— TEXT PASSAGE —
● ● ● ● ● ● ●
We may sell securities to or through one or more underwriters or dealers for public offering and sale, to one or more investors directly or through agents, to existing holders of our securities directly through the issuance of stockholders rights as a dividend, or through any combination of these methods of sale. Any principal underwriter or agent involved in the offer and sale of the securities will be named in the applicable prospectus supplement.

 

The distribution of the securities may be effected from time to time in one or more transactions at a fixed price or prices, which may be changed, at market prices prevailing at the time of sale, at prices related to such prevailing market prices, or at negotiated prices (any of which may represent a discount from the prevailing market prices). We may also sell our securities from time to time through one or more agents in ordinary brokers’ transactions. Such sales may be effected during a series of one or more pricing periods at prices related to the prevailing market prices reported on the New York Stock Exchange, as shall be set forth in the applicable prospectus supplement.

 

In connection with the sale of securities, underwriters or agents may receive compensation from us or from purchasers of securities, for whom they may act as agents, in the form of discounts, concessions or commissions. Underwriters may sell securities to or through dealers, and such dealers may receive compensation in the form of discounts, concession or commissions from the underwriters and/or commissions from the purchasers for whom they may act as agents. Underwriters, dealers and agents that participate in the distribution of securities may be deemed to be underwriters under the Securities Act, and any discounts or commissions they receive from us and any profit on the resale of securities they realize may be deemed to be underwriting discounts and commissions under the Securities Act. Any principal underwriter or agent will be identified, and any such compensation received from us will be described, in the applicable prospectus supplement.

 

Unless otherwise specified in the related prospectus supplement, each class or series of securities will be a new issue with no established trading market, other than the common stock which is listed on the New York Stock Exchange. Any shares of common stock sold pursuant to a prospectus supplement will also be listed on the New York Stock Exchange, subject to official notice of issuance. We may elect to list any future class or series of securities on an exchange, but we are not obligated to do so. It is possible that one or more underwriters may make a market in a future class or series of securities, but they will not be obligated to do so and they may discontinue any market making at any time without notice. Therefore, no assurance can be given as to the liquidity of, or the trading market for, the securities.
● ● ● ● ● ● ●
— Examples of point labeling —

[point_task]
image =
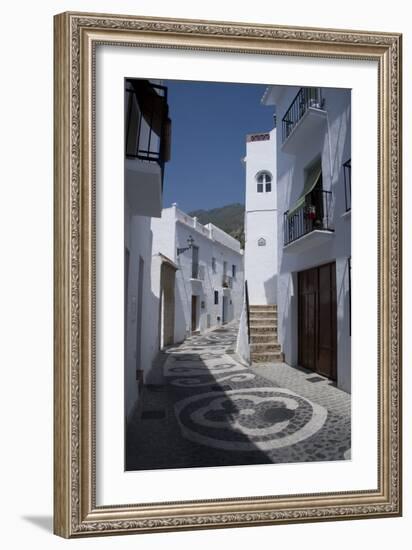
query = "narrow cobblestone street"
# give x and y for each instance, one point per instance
(211, 410)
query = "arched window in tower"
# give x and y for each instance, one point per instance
(264, 182)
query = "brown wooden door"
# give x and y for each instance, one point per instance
(317, 319)
(194, 313)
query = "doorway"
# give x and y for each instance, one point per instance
(139, 315)
(317, 317)
(224, 309)
(167, 305)
(194, 312)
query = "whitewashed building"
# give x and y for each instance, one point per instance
(147, 143)
(201, 285)
(260, 213)
(313, 152)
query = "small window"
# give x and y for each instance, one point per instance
(264, 181)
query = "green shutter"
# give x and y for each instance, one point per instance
(309, 186)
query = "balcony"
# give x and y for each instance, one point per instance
(308, 225)
(227, 281)
(305, 116)
(147, 145)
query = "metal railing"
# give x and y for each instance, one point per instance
(347, 178)
(147, 122)
(227, 281)
(314, 214)
(305, 98)
(247, 310)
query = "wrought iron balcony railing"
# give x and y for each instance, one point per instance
(227, 281)
(305, 98)
(198, 271)
(147, 121)
(313, 215)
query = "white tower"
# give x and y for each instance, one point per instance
(261, 218)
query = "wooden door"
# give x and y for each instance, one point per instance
(317, 319)
(194, 313)
(167, 305)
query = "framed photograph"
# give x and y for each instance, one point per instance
(227, 274)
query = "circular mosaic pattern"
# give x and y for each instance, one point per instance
(249, 419)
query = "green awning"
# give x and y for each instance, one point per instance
(310, 184)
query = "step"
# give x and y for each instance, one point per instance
(263, 329)
(264, 338)
(264, 347)
(268, 357)
(262, 308)
(263, 322)
(263, 314)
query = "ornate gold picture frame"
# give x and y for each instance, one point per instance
(76, 37)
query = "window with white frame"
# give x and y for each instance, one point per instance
(264, 182)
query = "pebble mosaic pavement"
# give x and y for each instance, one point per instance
(211, 410)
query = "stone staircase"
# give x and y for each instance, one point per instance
(264, 346)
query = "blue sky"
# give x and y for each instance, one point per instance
(209, 125)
● ● ● ● ● ● ●
— TASK GOAL —
Reproduce word for word the portion of the passage on selling securities starting at "The distribution of the" and ending at "forth in the applicable prospectus supplement.". The records are separate material, unrelated to the passage on selling securities.

— SOLUTION FOR THIS EXERCISE —
The distribution of the securities may be effected from time to time in one or more transactions at a fixed price or prices, which may be changed, at market prices prevailing at the time of sale, at prices related to such prevailing market prices, or at negotiated prices (any of which may represent a discount from the prevailing market prices). We may also sell our securities from time to time through one or more agents in ordinary brokers’ transactions. Such sales may be effected during a series of one or more pricing periods at prices related to the prevailing market prices reported on the New York Stock Exchange, as shall be set forth in the applicable prospectus supplement.